To-do list:
**a.** Retype the part of the deep learning post running from "The building blocks of Deep Learning 21" up to and including "Dynamic data (parameters)".
**b.** In the deep learning post, which three types of nodes make up the network?

Selected passage:
Serving Up Chicago-Style Deep Learning.

Latest post:

The building blocks of Deep Learning 21 Nov 2015

© 2015. All rights reserved.

The building blocks of Deep Learning

A feed-forward network is built up of nodes that make a directed ascyclic graph (DAG). This post will focus on how a single node works and what we need to implement if we want to define one. It is aimed at people who generally know how deep networks work, but can still be confused about exactly what gradients need to be computed for each node (i.e. myself, all the time).


In our network, we will have three different types of nodes (often called layers as well):

  • Static data (data and labels)
  • Dynamic data (parameters)
  • Functions

This is a bit different from the traditional take on nodes, since we are not allowing nodes to have any internal parameters. Instead, parameters will be fed into function nodes as dynamic data. A network with two fully connected layers may look like this:


The static data nodes are light blue and the dynamic data nodes (parameter nodes) are orange.

To train this network, all we need is the derivative of the loss, \( L \), with respect to each of the parameter nodes. For this, we need to consider the canonical building block, the function node:


It takes any number of inputs and produces an output (that eventually leads to the loss). In the eyes of the node, it makes no distinction between static and dynamic data, which makes things both simpler and more flexible. What we need from this building block is a way to compute \(\mathbf{z}\) and the derivative of \( L \) with respect to each of the inputs. First of all, we need a function that computes

\begin{equation} \mathbf{z} = \mathrm{forward}((\mathbf{x}^1, \dots, \mathbf{x}^n)). \end{equation}

This is the simple part and should be trivial once you have decided what you want the node to do.

Records:
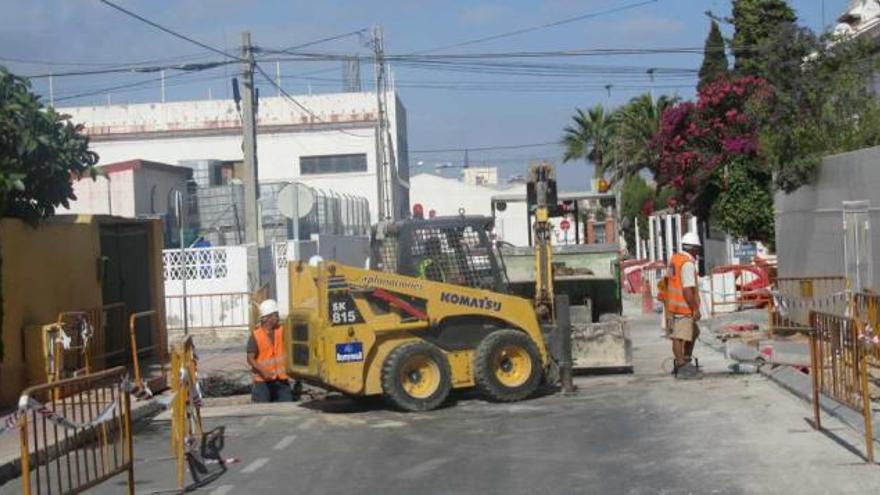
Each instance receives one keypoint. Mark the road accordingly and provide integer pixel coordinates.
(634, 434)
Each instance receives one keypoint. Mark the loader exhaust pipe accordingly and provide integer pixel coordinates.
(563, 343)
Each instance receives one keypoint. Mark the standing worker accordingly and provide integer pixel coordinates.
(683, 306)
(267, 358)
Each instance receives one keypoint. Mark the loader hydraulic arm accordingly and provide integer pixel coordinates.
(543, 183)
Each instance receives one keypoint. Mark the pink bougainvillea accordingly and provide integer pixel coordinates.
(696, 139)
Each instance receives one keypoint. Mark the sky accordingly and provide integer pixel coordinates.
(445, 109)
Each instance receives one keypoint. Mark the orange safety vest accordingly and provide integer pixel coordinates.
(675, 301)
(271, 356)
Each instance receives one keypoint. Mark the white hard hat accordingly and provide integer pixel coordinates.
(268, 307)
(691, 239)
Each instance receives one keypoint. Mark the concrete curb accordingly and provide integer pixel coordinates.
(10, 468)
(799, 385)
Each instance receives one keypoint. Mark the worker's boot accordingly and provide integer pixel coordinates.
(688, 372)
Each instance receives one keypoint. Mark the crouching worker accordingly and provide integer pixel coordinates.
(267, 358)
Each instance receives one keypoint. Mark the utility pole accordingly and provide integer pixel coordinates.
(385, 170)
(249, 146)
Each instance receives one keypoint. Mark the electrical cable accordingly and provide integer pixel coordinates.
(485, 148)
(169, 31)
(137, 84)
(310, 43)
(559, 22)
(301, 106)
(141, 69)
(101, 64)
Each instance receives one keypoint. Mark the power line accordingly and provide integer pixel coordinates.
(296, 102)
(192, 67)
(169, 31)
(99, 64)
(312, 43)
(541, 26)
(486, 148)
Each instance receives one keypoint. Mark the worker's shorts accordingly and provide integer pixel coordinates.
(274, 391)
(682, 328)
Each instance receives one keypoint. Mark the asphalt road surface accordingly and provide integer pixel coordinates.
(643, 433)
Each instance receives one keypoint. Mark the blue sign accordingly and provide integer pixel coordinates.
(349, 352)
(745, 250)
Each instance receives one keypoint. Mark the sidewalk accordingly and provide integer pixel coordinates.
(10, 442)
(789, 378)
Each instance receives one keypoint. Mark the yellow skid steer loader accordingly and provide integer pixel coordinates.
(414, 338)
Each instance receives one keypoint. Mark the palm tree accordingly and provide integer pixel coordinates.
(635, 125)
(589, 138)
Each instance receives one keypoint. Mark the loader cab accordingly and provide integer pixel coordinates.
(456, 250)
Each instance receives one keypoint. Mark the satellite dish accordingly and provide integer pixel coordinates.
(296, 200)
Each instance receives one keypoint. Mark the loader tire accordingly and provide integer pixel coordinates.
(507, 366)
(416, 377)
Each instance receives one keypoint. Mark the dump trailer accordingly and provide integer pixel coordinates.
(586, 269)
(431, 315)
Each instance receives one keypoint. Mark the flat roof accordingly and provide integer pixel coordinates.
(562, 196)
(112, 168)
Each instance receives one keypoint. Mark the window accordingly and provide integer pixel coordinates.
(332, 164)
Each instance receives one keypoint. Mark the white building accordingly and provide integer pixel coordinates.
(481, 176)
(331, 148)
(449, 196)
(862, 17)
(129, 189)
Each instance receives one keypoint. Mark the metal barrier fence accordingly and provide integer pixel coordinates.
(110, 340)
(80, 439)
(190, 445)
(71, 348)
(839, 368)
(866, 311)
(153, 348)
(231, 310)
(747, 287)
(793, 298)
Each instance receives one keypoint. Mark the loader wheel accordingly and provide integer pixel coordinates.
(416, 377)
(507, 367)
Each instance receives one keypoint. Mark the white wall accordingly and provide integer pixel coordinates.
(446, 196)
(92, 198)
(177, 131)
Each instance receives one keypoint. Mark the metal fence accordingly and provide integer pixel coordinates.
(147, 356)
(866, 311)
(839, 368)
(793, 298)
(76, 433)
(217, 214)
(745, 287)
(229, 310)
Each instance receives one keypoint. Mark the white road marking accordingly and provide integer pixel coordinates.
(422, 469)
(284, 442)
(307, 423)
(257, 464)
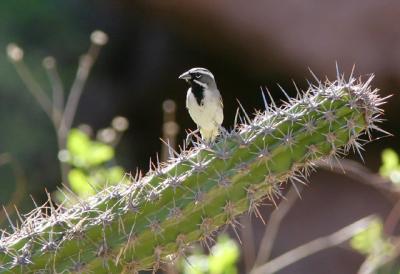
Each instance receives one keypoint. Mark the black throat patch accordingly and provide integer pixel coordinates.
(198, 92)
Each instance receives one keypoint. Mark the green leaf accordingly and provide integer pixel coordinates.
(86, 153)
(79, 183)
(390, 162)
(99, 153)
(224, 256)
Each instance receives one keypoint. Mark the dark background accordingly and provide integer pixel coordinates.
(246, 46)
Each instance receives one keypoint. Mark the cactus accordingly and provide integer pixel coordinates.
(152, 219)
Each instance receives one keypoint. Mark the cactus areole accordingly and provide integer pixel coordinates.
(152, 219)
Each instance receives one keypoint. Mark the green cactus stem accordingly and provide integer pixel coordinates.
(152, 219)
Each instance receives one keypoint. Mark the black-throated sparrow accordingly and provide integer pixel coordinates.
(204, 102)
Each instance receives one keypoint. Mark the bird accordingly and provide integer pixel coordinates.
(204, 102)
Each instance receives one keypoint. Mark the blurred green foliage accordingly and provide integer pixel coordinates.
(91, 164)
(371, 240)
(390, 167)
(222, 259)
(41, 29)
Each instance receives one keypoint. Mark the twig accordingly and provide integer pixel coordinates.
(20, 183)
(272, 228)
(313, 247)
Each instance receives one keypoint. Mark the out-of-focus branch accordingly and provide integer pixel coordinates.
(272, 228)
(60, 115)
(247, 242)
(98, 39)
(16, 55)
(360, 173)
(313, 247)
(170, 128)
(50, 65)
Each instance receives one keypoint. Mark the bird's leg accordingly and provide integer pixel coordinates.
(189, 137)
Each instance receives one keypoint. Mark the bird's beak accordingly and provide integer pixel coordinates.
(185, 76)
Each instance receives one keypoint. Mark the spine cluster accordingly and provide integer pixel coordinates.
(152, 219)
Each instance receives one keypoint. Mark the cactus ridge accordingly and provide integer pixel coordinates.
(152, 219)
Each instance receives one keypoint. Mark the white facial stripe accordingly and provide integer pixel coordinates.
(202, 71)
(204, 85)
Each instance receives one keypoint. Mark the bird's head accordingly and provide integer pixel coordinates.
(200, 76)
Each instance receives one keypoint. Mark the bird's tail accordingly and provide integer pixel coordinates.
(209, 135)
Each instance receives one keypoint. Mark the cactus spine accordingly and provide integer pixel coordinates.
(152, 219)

* * *

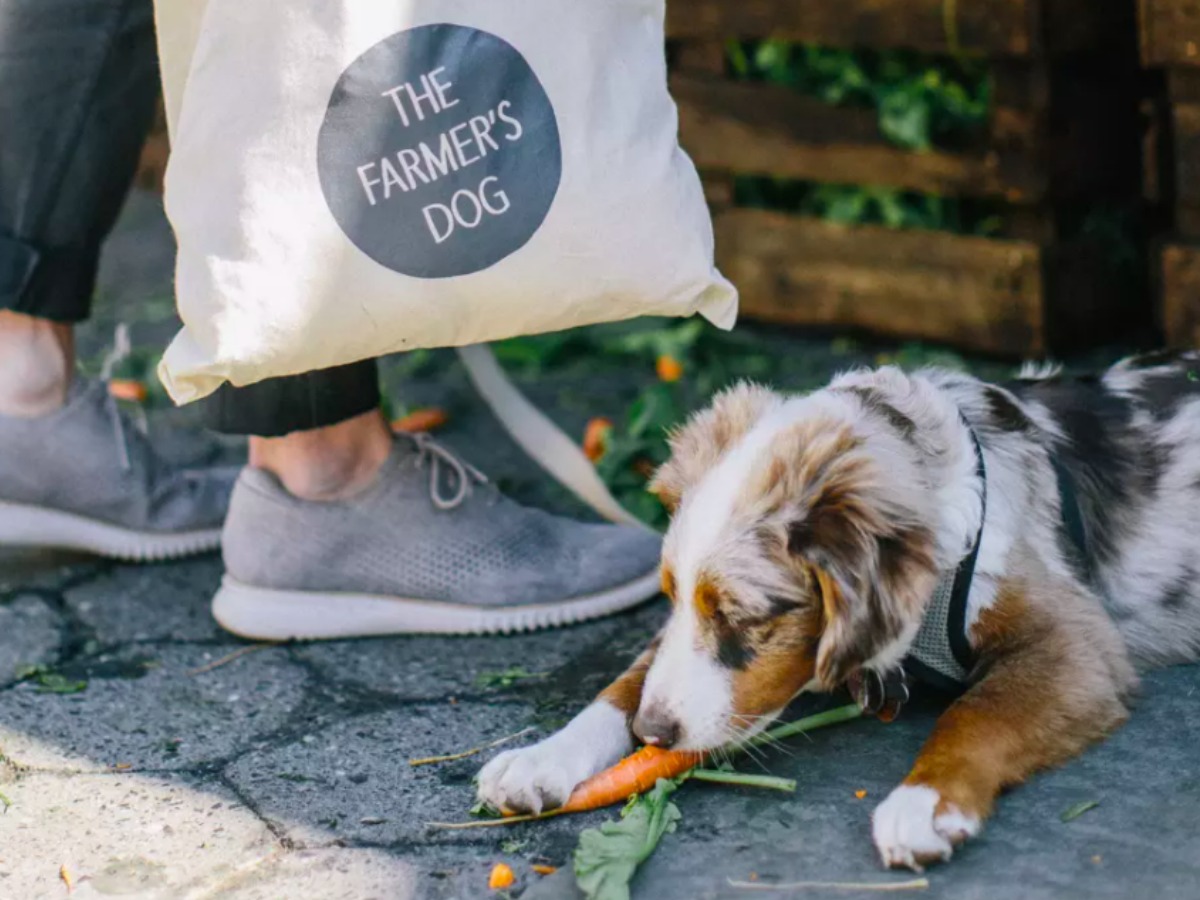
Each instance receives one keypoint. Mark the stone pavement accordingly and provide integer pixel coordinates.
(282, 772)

---

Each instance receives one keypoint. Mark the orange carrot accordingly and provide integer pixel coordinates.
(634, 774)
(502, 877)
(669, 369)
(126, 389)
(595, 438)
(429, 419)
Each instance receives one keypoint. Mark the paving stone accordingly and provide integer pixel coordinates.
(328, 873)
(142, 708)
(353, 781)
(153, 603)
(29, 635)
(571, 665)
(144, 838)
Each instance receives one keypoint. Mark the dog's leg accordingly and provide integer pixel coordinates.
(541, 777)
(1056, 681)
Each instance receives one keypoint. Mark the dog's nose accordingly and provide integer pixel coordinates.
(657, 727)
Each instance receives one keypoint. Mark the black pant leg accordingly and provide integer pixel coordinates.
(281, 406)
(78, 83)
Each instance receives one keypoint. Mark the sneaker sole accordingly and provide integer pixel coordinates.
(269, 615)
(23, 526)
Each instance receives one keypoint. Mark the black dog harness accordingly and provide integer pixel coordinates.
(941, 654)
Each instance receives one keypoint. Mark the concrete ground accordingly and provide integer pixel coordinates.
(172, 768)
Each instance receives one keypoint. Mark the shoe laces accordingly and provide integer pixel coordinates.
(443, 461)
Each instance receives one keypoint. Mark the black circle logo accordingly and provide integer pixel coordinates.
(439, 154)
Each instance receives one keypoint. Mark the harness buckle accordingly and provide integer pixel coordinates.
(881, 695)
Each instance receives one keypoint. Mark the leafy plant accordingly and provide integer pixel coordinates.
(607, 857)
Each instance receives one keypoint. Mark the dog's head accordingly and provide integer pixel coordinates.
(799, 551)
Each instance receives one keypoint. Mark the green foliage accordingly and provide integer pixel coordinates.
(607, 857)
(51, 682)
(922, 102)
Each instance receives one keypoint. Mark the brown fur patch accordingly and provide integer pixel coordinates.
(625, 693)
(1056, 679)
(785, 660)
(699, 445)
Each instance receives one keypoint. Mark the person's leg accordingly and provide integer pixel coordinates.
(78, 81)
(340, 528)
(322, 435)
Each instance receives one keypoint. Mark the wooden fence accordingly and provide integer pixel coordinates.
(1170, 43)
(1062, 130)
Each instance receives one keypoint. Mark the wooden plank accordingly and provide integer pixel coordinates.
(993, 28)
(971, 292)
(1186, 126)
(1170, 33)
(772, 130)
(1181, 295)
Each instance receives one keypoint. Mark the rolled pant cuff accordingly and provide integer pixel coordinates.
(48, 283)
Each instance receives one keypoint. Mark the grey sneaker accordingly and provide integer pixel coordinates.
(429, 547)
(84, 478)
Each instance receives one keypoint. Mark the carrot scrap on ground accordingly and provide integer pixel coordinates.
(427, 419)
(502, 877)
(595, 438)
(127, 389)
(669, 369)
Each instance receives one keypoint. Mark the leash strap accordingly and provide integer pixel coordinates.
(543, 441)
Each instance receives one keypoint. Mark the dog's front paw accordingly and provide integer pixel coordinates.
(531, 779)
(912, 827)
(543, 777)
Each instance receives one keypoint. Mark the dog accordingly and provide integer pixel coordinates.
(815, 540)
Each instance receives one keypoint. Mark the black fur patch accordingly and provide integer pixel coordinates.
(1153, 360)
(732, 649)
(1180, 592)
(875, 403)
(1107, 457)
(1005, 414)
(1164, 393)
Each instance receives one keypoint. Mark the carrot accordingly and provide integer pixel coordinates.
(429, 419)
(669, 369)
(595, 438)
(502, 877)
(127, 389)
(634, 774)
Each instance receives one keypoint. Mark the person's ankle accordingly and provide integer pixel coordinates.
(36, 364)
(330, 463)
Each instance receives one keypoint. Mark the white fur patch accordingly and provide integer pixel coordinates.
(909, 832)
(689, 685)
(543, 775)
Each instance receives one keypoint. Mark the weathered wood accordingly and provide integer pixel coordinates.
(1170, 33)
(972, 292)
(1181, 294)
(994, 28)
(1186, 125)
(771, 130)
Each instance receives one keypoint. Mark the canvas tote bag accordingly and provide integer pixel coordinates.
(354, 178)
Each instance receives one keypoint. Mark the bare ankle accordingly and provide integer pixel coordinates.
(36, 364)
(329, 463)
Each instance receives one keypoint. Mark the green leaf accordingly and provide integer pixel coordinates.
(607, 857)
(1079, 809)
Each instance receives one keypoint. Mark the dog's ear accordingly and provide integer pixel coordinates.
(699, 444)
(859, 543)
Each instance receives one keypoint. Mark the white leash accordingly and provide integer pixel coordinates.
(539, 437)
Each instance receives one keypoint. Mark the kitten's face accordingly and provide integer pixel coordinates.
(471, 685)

Answers in order:
**a.**
The building blocks of Deep Learning 21 Nov 2015

© 2015. All rights reserved.

The building blocks of Deep Learning

A feed-forward network is built up of nodes that make a directed ascyclic graph (DAG). This post will focus on how a single node works and what we need to implement if we want to define one. It is aimed at people who generally know how deep networks work, but can still be confused about exactly what gradients need to be computed for each node (i.e. myself, all the time).


In our network, we will have three different types of nodes (often called layers as well):

  • Static data (data and labels)
  • Dynamic data (parameters)

**b.** Static data (data and labels), dynamic data (parameters), and functions.